--- begin ---
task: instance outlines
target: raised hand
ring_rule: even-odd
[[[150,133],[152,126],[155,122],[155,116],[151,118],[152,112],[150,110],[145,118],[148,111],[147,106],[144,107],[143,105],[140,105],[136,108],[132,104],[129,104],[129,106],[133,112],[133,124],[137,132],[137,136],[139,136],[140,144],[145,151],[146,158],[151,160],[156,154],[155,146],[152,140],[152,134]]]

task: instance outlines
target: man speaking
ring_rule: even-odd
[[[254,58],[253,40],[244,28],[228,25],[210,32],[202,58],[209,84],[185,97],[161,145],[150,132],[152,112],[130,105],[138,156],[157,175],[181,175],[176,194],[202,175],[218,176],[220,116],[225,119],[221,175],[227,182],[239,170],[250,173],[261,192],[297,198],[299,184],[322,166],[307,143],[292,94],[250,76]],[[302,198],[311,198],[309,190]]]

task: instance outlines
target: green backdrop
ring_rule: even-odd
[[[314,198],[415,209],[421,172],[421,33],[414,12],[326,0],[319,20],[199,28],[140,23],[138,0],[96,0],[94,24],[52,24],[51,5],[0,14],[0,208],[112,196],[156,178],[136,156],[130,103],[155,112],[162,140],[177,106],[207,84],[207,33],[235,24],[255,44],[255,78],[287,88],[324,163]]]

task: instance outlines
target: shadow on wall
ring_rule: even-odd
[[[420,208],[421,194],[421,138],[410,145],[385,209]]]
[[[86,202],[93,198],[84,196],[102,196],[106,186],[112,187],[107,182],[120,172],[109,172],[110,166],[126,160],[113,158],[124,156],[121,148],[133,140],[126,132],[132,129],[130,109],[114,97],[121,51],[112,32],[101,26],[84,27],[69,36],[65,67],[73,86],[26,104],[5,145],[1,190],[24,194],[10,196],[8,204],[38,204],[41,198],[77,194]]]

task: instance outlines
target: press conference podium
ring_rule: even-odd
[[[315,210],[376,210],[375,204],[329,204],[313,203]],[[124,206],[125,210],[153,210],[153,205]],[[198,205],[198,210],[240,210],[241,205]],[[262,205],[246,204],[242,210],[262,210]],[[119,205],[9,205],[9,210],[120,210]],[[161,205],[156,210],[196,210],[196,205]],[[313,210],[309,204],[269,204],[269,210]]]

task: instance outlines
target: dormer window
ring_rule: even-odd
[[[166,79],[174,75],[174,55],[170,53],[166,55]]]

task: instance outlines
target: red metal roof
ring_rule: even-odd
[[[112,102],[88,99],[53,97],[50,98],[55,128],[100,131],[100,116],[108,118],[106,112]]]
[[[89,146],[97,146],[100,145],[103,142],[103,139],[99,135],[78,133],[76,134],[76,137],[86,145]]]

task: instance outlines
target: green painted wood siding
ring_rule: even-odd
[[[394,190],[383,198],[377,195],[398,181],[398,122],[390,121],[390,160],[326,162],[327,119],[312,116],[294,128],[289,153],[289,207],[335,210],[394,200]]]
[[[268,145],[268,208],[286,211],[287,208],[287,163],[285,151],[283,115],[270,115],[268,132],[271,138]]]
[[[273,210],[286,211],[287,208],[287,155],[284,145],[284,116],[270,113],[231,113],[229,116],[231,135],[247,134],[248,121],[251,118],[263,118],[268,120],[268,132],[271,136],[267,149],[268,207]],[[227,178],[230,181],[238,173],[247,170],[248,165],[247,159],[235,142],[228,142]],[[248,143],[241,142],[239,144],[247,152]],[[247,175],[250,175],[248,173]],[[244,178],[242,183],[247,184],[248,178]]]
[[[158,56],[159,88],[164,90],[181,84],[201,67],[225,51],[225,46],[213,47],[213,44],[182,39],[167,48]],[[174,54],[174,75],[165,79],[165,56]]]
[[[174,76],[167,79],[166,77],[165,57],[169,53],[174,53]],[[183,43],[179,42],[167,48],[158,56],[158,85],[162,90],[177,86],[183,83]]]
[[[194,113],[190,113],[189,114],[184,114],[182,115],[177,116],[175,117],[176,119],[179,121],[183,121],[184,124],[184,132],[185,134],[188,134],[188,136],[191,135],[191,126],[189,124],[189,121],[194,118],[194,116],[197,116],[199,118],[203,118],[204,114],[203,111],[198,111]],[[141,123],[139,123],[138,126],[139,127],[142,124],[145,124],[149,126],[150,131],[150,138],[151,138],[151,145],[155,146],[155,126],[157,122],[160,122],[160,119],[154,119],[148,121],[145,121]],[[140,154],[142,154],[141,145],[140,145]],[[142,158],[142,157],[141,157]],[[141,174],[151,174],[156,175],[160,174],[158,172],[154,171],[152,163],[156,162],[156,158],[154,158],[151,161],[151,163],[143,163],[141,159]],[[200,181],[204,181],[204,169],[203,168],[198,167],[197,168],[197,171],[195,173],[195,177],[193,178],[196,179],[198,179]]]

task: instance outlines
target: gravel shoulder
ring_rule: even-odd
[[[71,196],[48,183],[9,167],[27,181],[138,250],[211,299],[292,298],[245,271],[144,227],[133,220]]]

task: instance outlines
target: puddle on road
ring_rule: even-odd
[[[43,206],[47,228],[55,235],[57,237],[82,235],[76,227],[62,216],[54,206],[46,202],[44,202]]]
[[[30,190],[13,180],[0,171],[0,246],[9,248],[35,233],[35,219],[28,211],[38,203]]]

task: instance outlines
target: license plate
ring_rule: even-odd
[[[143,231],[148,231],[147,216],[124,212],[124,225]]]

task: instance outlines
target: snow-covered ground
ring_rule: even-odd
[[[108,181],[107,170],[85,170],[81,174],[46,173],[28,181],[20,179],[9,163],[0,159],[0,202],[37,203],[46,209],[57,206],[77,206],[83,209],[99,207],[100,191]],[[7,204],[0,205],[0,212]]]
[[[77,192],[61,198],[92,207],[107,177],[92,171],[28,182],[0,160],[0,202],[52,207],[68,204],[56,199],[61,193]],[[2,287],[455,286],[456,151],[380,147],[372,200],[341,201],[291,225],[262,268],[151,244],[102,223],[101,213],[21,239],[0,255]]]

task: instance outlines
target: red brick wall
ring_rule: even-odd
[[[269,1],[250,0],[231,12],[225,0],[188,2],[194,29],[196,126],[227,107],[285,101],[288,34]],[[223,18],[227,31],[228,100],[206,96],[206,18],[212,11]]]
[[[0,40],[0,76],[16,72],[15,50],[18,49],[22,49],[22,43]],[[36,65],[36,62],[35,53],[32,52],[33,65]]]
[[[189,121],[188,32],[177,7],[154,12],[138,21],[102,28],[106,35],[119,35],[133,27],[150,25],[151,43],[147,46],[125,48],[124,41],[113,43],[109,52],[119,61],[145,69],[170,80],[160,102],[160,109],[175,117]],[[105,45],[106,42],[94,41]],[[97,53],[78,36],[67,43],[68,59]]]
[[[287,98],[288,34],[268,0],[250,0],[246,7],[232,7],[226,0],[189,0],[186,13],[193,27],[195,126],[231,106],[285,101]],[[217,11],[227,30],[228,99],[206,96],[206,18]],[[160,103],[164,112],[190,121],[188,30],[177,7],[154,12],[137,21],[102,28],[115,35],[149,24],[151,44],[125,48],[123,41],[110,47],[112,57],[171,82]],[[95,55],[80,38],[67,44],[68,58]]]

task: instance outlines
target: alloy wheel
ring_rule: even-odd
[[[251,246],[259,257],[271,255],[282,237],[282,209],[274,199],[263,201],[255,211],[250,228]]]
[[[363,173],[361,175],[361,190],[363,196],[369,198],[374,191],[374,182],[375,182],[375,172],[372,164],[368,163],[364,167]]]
--- end ---
Set task ▸
How many lines in the items above contain the word "green"? Reply with the number alone.

Task response ▸
2